Extracted items
☆ ☆ ☆ ☆ ☆

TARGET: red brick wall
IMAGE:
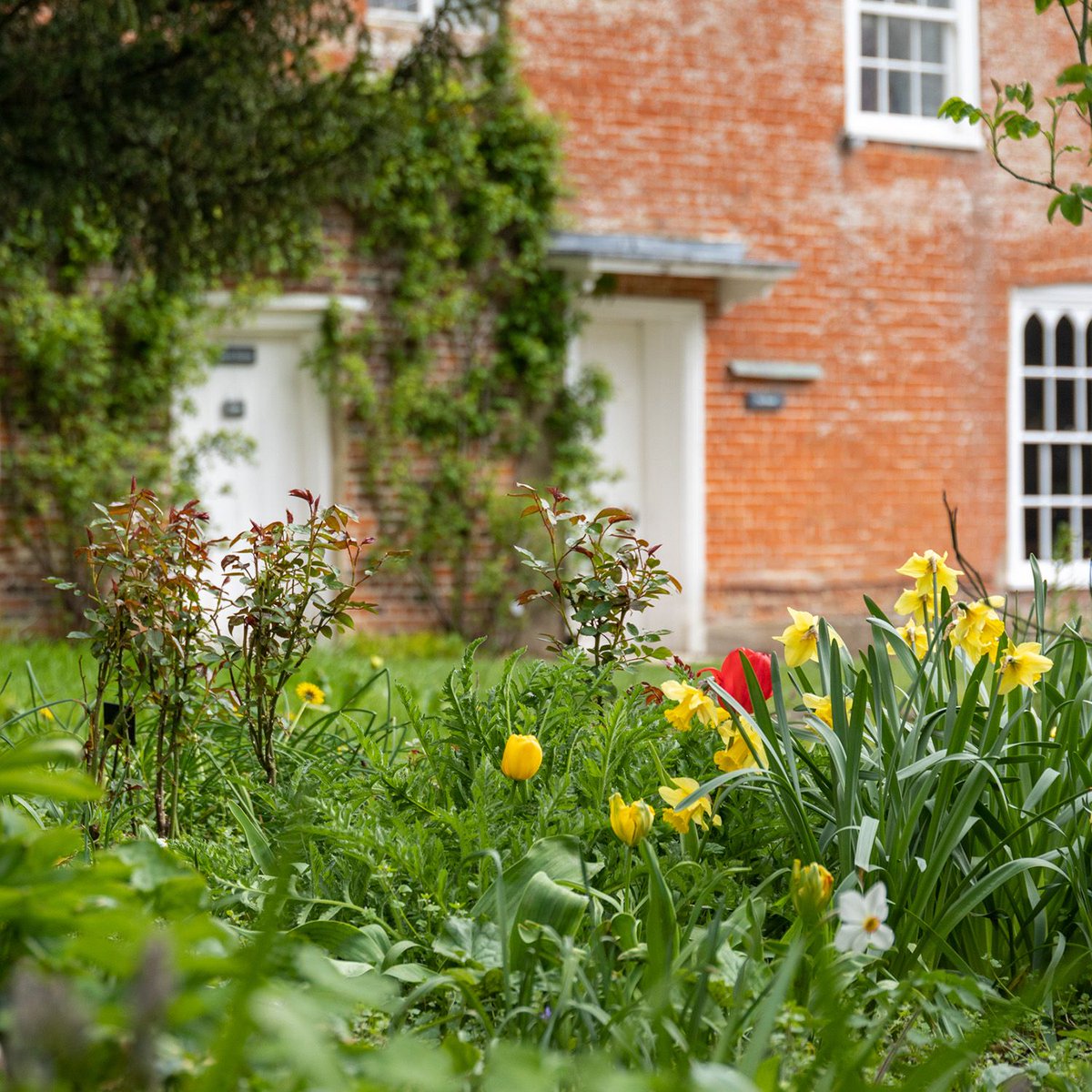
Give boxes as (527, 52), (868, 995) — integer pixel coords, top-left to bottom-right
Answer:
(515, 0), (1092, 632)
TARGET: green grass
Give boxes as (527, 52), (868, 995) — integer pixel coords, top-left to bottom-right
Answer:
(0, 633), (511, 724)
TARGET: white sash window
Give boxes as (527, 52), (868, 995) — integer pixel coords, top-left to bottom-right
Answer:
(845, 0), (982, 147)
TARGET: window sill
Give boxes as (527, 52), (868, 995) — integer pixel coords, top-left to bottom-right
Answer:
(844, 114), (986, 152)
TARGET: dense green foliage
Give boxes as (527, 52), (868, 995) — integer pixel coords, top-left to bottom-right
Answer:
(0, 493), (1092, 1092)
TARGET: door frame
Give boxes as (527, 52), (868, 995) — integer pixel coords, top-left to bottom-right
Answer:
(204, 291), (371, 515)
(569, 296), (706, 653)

☆ ☆ ☆ ☆ ☆

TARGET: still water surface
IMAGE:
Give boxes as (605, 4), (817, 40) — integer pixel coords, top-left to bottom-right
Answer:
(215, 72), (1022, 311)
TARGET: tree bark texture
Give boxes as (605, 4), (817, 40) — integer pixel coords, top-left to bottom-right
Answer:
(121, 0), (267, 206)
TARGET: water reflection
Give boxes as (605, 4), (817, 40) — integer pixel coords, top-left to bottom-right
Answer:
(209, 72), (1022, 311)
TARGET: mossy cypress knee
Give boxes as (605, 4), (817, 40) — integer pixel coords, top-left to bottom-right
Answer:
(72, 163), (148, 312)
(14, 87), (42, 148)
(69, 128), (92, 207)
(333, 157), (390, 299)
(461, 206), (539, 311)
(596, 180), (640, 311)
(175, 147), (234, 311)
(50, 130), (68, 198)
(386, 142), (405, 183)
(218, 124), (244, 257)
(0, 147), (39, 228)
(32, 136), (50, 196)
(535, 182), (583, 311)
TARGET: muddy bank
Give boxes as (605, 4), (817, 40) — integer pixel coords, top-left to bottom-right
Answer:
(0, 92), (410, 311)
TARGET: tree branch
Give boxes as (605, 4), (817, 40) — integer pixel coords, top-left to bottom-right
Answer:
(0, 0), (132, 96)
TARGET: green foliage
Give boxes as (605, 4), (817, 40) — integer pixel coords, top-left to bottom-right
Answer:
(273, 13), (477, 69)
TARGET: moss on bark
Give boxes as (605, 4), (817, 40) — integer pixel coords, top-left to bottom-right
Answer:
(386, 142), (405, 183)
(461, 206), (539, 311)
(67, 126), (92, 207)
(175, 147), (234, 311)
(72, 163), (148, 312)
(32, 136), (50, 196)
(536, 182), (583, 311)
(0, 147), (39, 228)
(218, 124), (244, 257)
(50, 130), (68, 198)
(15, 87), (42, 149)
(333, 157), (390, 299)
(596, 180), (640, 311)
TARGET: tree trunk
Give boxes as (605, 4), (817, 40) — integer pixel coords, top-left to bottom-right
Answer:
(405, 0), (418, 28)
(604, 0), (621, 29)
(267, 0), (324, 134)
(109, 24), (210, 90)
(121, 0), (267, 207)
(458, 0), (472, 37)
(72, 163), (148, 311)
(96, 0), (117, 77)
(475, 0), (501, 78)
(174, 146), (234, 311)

☆ ☆ ☆ ☆ ☆

■ **Problem description**
Please repeat the items above, from the line with "TARGET: red brick wall" to the line with "(569, 296), (706, 653)", swapping "Answer" for "Result" and leaving everything else unchanged. Omit the pictures from your answer.

■ **Solution**
TARGET: red brick wall
IMAGE:
Give boxes as (527, 52), (868, 995) — integer pixel coords, top-left to bottom-right
Result:
(515, 0), (1092, 632)
TARGET: green grass
Give boxes as (527, 52), (868, 995) — integer pixel coords, top-left to bottom-right
Result:
(0, 633), (511, 724)
TARGET: white sash window
Give boxes as (527, 52), (868, 995) — integer pixel coords, top-left to bottom-right
Result:
(845, 0), (982, 147)
TARGET: window sill
Give boxes as (527, 52), (868, 995) — integer pixel coords, top-left to bottom-right
Result:
(844, 114), (986, 152)
TARGET: dense green foliage
Give boxes as (527, 52), (868, 995) — integer pixel coords, top-left to bottom-right
Result:
(0, 493), (1092, 1092)
TARGET: door frame
Give boxes as (527, 52), (868, 995) — integer pixel coords, top-left to bottom-right
Result:
(204, 291), (371, 515)
(569, 296), (706, 653)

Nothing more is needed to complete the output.